- _Text passage_
I must unfortunately be bold enough to disagree with Mets. Sure, glass was used in the baths, but then often specifically to let the sun into the rooms (e.g. the Suburban Baths,Herculaneum, which even has a sundeck). You can also notice that large windows does not appear in baths until window glass was invented - other forms of covering would not do. We also tend to think about glass as something valuable in antiquity. Fair enough, it wasn't cheap per se, but not that much more expensive than pottery (here I'm referring to vessels of different kinds) and I do believe, and this is my own opinion, that glass windows were far more common than what we tend to think. I know that they have found almost complete windows in Pompeii taverns - not only fancy houses - and it seems quite clear that the small amount we have preserved today is a affect of modern find treatment rather than ancient usage. The shards were simply not collected until quite recently and still only a handful of experts can use them productively.

 

Further on, it is also quite clear that glass was not the preferred choice when it came to security; there are ample evidence for the usage of iron bars in low windows. I would really like to know their sources behind the safety issue.

 

And at last, window glass came, as far as I know, in several different qualities. The simplest were produced as here described, the somewhat better possibly polished at one side and the best polished at both sides. This means that a window glass wasn't just a window glass - you had a wide range of qualities to make your choice from depending on your ambition - and purse.

- _Given problem_
Reproduce the passage on ancient window glass word for word, in full.

- _Data_
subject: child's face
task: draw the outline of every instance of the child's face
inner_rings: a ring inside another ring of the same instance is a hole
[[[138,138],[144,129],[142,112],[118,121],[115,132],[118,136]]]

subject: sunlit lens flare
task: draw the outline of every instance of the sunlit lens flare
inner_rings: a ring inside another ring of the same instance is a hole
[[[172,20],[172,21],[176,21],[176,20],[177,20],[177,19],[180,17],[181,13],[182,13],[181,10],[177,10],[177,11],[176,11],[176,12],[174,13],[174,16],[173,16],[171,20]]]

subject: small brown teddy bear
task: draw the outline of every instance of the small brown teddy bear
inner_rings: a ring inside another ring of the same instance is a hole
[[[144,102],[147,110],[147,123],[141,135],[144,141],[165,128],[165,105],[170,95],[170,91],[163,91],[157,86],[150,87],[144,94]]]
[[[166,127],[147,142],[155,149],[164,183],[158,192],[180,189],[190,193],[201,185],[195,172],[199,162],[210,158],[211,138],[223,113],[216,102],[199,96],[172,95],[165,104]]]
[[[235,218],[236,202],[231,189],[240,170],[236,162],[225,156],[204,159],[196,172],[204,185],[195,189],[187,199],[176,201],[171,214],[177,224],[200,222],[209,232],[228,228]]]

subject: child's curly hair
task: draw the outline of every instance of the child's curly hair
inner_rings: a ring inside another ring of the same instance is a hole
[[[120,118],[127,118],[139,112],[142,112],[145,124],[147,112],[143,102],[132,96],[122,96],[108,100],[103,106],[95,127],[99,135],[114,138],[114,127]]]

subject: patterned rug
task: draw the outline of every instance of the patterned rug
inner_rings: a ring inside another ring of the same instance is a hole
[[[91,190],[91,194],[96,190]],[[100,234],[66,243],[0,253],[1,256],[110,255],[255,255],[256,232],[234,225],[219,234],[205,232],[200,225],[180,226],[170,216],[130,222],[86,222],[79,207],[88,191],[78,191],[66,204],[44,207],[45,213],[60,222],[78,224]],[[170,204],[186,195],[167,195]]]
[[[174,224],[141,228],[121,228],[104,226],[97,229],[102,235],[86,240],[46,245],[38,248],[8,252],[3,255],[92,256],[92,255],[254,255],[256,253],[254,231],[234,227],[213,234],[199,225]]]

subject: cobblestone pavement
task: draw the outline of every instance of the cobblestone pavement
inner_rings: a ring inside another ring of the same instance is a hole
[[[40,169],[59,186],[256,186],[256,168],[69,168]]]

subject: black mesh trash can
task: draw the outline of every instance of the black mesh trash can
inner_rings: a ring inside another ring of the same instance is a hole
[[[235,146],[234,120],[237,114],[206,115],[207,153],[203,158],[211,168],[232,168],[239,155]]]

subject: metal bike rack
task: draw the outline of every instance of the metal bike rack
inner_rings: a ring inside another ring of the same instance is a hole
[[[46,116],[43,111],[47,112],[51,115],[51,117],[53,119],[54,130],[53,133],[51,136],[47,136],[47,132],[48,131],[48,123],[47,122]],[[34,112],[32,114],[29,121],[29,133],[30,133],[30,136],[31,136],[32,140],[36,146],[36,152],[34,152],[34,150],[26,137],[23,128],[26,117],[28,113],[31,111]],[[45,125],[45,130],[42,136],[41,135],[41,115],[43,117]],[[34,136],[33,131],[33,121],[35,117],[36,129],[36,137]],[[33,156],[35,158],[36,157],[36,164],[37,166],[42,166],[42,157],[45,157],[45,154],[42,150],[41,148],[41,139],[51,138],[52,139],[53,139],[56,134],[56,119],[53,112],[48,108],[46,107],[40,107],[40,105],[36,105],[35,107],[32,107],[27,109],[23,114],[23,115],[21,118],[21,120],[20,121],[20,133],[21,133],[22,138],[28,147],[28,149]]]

- _Completed task_
I must unfortunately be bold enough to disagree with Mets. Sure, glass was used in the baths, but then often specifically to let the sun into the rooms (e.g. the Suburban Baths,Herculaneum, which even has a sundeck). You can also notice that large windows does not appear in baths until window glass was invented - other forms of covering would not do. We also tend to think about glass as something valuable in antiquity. Fair enough, it wasn't cheap per se, but not that much more expensive than pottery (here I'm referring to vessels of different kinds) and I do believe, and this is my own opinion, that glass windows were far more common than what we tend to think. I know that they have found almost complete windows in Pompeii taverns - not only fancy houses - and it seems quite clear that the small amount we have preserved today is a affect of modern find treatment rather than ancient usage. The shards were simply not collected until quite recently and still only a handful of experts can use them productively.

 

Further on, it is also quite clear that glass was not the preferred choice when it came to security; there are ample evidence for the usage of iron bars in low windows. I would really like to know their sources behind the safety issue.

 

And at last, window glass came, as far as I know, in several different qualities. The simplest were produced as here described, the somewhat better possibly polished at one side and the best polished at both sides. This means that a window glass wasn't just a window glass - you had a wide range of qualities to make your choice from depending on your ambition - and purse.